WHAT THE TASK ASKS ▸ Using the records below, repeat exactly the lines from the one holding "Can you spot the man in beige" through the one holding "Can you spot the white metal", both ends included, and no others.

EXERCISE MATERIAL ▸
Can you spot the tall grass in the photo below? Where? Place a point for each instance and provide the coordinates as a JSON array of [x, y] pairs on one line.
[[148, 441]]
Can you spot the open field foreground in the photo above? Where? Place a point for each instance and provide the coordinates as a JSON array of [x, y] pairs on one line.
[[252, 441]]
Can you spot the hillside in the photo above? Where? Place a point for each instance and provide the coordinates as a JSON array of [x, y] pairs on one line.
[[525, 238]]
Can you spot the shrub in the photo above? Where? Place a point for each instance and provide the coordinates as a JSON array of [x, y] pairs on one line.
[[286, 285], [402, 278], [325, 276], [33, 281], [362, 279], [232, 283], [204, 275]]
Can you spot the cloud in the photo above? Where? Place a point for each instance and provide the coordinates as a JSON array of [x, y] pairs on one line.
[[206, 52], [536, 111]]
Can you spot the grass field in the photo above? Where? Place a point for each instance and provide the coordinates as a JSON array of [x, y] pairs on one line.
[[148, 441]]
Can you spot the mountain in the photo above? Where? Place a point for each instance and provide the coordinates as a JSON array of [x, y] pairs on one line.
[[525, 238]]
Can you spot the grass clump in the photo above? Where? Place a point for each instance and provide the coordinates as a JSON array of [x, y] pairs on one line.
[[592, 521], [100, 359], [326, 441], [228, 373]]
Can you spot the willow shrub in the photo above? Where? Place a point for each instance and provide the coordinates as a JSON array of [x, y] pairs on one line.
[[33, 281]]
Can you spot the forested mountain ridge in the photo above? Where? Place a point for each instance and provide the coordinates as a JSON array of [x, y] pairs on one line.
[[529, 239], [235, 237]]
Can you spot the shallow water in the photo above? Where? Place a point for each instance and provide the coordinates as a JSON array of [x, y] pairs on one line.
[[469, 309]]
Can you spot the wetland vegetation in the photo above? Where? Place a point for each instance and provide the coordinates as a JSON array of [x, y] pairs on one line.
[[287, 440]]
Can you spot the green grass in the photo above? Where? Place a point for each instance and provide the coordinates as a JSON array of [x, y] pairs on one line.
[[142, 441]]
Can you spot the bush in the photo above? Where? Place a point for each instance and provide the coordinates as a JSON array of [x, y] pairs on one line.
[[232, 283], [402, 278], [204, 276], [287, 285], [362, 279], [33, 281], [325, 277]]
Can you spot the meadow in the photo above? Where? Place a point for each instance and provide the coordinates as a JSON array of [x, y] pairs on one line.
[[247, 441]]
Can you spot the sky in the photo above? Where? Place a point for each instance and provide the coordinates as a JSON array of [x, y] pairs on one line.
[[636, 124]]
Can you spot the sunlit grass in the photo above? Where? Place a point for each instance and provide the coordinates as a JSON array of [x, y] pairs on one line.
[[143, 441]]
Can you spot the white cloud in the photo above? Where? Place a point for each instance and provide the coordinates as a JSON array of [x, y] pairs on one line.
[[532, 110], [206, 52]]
...
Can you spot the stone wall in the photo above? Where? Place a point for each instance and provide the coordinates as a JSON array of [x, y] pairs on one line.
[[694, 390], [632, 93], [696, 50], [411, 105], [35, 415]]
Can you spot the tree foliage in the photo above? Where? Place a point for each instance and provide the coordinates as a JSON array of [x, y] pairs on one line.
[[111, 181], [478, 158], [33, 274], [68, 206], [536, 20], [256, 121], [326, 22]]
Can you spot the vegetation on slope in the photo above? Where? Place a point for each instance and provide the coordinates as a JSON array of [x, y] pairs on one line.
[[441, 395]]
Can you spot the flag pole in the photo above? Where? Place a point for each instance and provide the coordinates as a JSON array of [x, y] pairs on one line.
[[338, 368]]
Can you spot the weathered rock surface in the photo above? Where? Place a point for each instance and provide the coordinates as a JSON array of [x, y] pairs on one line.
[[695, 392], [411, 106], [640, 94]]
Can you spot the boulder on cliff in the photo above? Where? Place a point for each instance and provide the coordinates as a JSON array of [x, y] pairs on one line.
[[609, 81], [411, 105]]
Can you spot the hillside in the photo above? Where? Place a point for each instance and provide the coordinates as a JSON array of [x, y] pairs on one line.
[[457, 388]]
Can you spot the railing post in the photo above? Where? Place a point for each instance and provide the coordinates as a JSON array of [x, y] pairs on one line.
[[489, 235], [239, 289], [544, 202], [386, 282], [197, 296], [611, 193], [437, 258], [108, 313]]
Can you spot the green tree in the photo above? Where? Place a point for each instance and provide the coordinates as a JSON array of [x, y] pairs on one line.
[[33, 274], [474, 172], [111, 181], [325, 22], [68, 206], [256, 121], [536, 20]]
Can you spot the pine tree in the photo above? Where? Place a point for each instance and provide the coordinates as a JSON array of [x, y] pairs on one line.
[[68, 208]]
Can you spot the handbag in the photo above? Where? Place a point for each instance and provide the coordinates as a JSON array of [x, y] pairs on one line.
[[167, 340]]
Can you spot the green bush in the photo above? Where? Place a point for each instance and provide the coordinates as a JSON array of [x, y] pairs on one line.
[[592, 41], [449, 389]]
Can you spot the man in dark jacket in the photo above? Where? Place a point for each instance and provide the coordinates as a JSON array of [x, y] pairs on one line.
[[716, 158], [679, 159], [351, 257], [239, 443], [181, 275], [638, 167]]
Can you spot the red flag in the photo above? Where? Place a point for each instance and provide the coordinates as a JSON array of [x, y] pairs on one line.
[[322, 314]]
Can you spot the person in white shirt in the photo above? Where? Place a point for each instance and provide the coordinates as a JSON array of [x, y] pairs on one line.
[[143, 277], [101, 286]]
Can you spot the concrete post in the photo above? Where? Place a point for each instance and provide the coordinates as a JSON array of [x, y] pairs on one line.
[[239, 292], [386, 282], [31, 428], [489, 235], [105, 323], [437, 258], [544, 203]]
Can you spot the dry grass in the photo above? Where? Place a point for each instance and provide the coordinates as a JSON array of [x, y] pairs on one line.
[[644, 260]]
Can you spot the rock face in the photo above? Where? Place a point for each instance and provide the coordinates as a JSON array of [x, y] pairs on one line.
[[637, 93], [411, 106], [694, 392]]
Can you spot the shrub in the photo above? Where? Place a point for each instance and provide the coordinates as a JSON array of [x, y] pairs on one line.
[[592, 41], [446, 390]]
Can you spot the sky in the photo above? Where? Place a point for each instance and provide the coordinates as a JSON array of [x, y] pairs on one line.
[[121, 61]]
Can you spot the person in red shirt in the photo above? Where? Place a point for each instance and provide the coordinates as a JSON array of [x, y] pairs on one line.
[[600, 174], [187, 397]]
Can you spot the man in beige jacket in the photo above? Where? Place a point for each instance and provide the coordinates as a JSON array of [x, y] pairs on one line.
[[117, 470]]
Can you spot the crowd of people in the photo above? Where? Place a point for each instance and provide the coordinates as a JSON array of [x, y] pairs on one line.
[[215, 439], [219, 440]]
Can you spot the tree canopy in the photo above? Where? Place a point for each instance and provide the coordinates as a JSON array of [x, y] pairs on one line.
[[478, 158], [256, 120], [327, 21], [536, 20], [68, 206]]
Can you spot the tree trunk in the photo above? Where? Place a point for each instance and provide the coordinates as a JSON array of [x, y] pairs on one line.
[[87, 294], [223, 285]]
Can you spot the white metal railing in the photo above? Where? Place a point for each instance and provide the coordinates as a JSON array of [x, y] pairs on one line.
* * *
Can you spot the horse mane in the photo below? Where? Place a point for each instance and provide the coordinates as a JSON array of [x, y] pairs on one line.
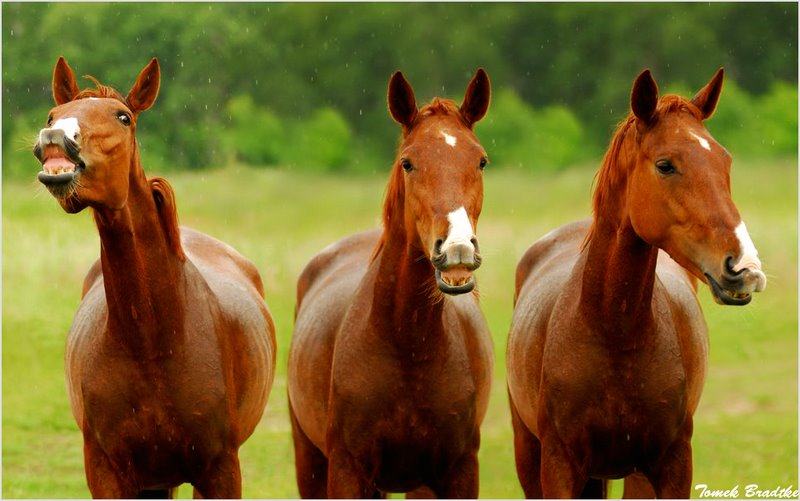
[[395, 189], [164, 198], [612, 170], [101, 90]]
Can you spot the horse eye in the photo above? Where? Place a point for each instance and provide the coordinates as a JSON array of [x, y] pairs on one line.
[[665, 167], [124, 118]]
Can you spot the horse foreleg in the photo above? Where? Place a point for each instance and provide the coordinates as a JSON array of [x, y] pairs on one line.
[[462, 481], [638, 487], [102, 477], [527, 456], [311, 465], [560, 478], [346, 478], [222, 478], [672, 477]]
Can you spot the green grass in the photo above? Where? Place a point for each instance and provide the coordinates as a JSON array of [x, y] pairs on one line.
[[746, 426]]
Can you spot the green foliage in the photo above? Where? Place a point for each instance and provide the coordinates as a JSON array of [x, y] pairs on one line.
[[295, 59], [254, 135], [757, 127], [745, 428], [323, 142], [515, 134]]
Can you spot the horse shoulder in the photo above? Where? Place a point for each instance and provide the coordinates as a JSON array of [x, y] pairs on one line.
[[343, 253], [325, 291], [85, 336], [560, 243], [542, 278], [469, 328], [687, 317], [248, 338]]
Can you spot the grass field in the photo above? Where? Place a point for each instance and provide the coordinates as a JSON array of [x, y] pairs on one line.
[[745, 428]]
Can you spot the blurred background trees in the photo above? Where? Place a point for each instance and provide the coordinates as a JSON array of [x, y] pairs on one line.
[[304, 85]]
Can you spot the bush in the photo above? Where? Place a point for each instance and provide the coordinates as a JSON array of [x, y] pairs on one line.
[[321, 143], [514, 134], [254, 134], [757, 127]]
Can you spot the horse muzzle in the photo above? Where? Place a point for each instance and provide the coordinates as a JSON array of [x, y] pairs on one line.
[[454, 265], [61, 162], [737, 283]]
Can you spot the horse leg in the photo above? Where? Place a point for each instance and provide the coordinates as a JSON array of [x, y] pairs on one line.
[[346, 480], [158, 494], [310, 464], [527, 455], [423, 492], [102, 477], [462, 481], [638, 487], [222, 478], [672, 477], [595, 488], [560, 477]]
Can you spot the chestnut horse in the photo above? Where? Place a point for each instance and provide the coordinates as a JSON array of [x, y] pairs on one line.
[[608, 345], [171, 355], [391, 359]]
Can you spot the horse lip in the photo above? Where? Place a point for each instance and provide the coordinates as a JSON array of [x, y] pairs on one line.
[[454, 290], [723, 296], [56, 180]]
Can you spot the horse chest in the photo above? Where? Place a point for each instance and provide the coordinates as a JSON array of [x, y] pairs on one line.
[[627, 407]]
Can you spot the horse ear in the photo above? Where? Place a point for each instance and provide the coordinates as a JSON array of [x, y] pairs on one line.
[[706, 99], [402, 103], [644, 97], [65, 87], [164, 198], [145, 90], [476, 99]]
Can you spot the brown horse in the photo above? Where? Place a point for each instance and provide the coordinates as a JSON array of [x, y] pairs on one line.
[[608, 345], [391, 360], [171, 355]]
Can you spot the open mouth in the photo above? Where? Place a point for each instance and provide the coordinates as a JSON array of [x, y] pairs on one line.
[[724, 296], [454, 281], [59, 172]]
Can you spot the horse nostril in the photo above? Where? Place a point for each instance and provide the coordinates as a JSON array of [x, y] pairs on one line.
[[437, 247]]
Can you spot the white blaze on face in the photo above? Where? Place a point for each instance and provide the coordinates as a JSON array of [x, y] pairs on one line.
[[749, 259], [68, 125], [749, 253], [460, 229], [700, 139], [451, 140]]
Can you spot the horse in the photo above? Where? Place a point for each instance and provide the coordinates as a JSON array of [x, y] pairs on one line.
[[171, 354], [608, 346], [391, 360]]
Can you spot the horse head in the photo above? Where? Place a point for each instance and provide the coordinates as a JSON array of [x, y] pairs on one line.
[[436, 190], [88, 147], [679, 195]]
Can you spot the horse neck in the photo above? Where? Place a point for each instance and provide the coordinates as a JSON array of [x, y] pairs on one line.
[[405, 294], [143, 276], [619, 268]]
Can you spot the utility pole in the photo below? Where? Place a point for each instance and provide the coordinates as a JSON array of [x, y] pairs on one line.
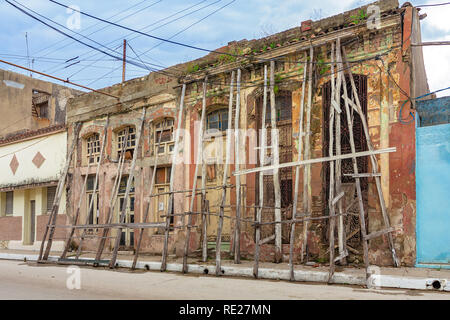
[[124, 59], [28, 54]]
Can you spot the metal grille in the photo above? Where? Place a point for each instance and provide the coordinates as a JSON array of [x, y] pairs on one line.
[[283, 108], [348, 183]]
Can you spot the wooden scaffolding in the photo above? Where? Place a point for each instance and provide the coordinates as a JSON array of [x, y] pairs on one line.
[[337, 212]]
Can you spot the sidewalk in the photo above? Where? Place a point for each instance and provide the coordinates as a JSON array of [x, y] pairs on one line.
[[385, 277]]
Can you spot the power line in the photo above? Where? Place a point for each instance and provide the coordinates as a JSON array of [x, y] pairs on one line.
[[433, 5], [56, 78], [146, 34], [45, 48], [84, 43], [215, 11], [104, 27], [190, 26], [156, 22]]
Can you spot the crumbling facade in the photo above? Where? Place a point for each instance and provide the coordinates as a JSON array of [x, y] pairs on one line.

ANSWER TO THE PROBLEM ▸
Can you spot the man in beige jacket in the photo above? Where? Place a point for each instance and provide the coordinates as a JSON array of [x, y] pairs on one line.
[[117, 470]]
Can you spot the crowd of people in the photo above? Where? Place a point for each instance and provide the coordinates as a JSON array of [x, y] pairs on one line.
[[215, 439], [219, 440]]
Can you spot the tree canopy in the photo above? Where? Place a point for each instance and provide the coordinates as a JSON array of [x, y] pairs on one line.
[[478, 158], [256, 120], [327, 21], [536, 20], [68, 206]]
Can you spot the tree trunk in the photo above? Where? Place a point for each instance and provide the coordinates as a JSON array of [x, y] pairs on one line.
[[87, 294], [223, 285]]
Can you spot the white metal railing in the photo above? Where? Place a point for each instance and provide the coordinates as a JSON array of [x, y] pairs on one line.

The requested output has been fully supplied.